* start *

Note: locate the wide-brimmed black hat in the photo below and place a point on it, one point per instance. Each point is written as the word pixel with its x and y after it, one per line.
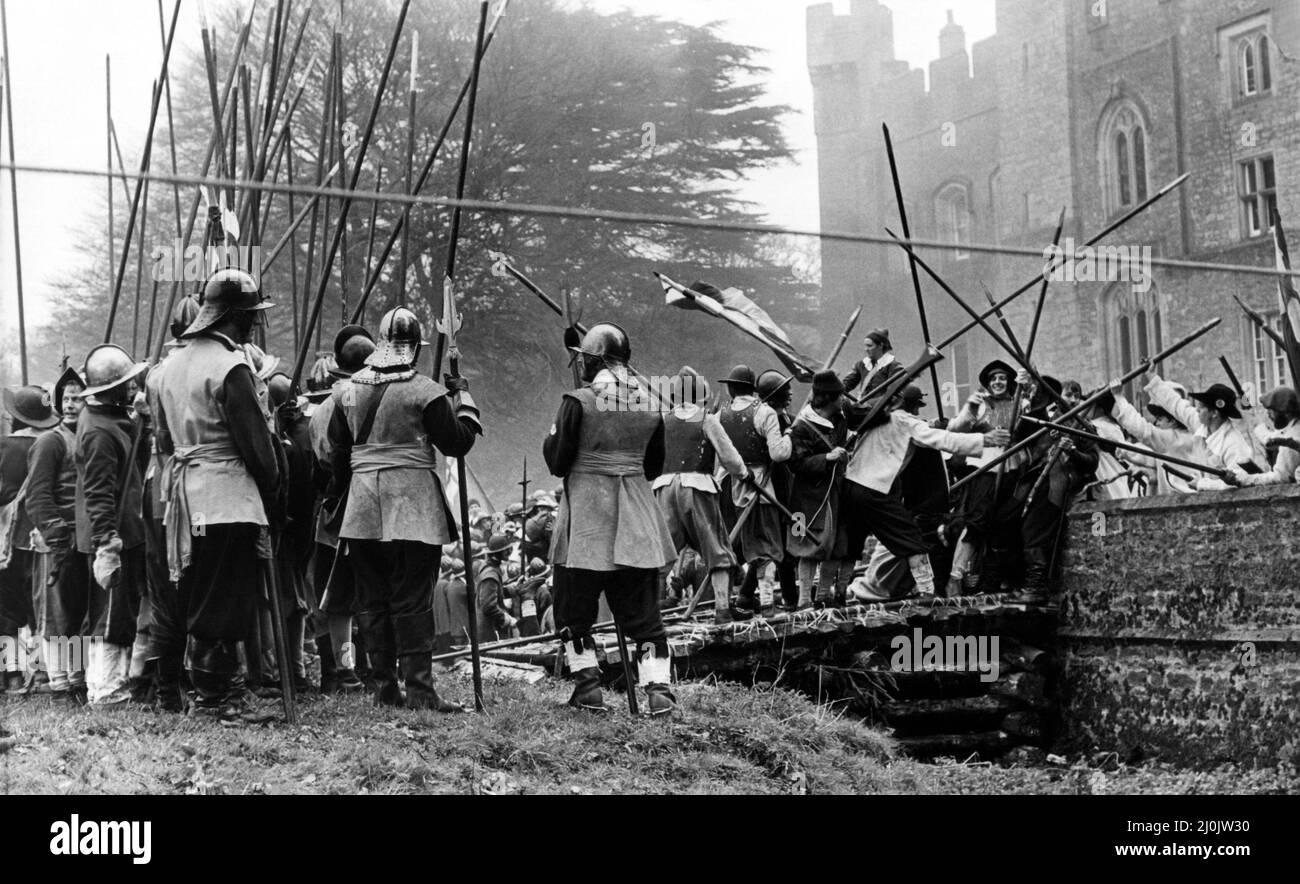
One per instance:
pixel 997 365
pixel 31 406
pixel 1221 398
pixel 69 376
pixel 827 382
pixel 740 375
pixel 882 337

* end *

What this task involves: Render every line of the records above as a Markdown table with the columns Row and Text, numbering each row. Skip blank lines and leave the pictures out.

Result of this exercise:
| Row | Text |
|---|---|
| 1 | Note: locate the wide-brimmed black hat in the photo below and place a point on it, one point per instance. Each point is written as the word pixel with its x and y after it, one per line. |
| 2 | One per instance: |
| 3 | pixel 997 365 |
| 4 | pixel 31 406 |
| 5 | pixel 1221 398 |
| 6 | pixel 69 376 |
| 7 | pixel 827 382 |
| 8 | pixel 740 375 |
| 9 | pixel 882 337 |